Exercise aim> After locating the line that contains "unit = one point per instance", output that line and each one following it, exactly, to the end of the entries. No pictures.

Records to use>
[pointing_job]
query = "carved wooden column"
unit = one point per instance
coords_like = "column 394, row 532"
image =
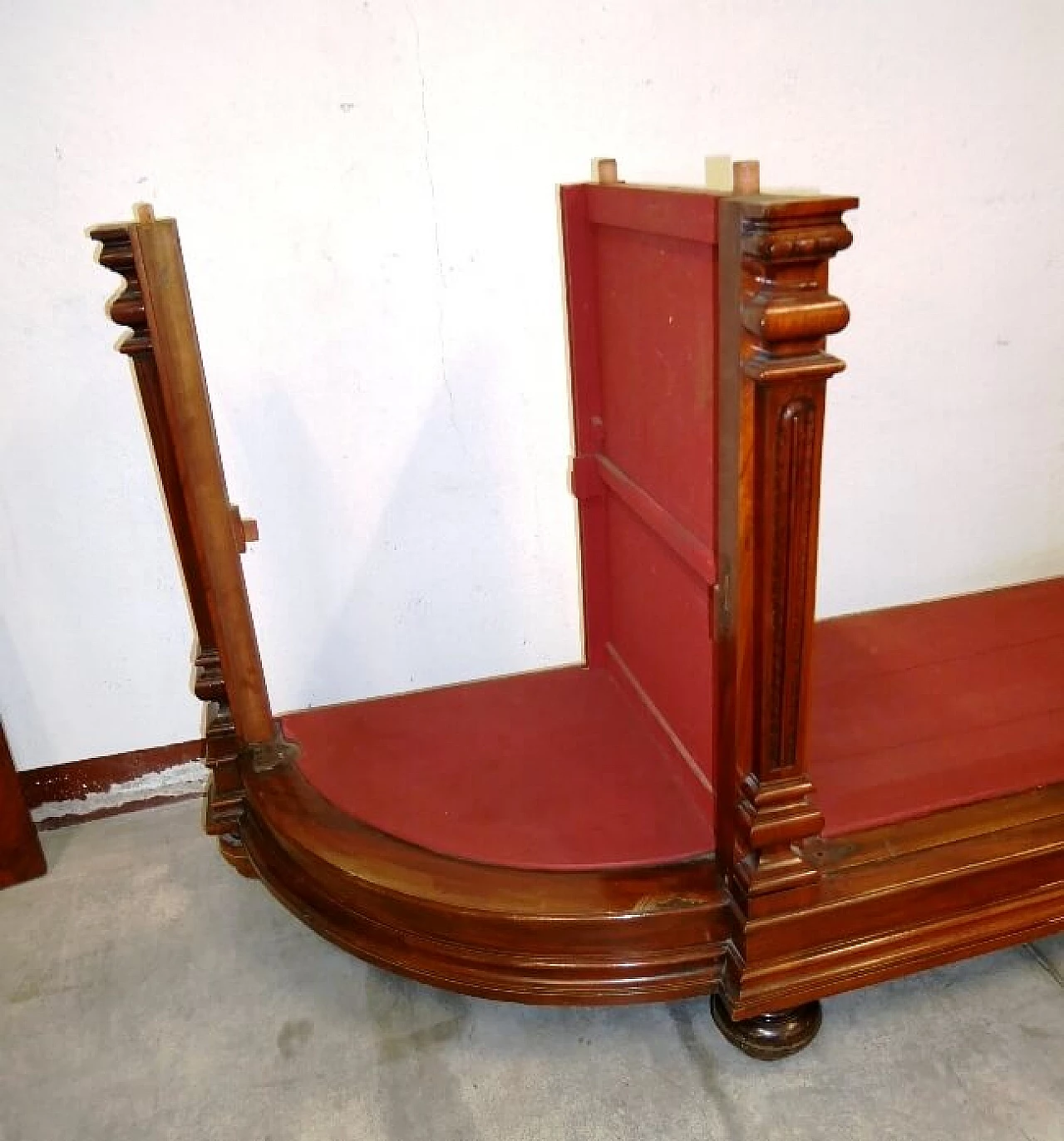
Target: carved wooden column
column 776, row 314
column 223, row 744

Exercise result>
unit = one point per instance
coords_like = "column 394, row 532"
image =
Target: carved wooden column
column 776, row 314
column 223, row 744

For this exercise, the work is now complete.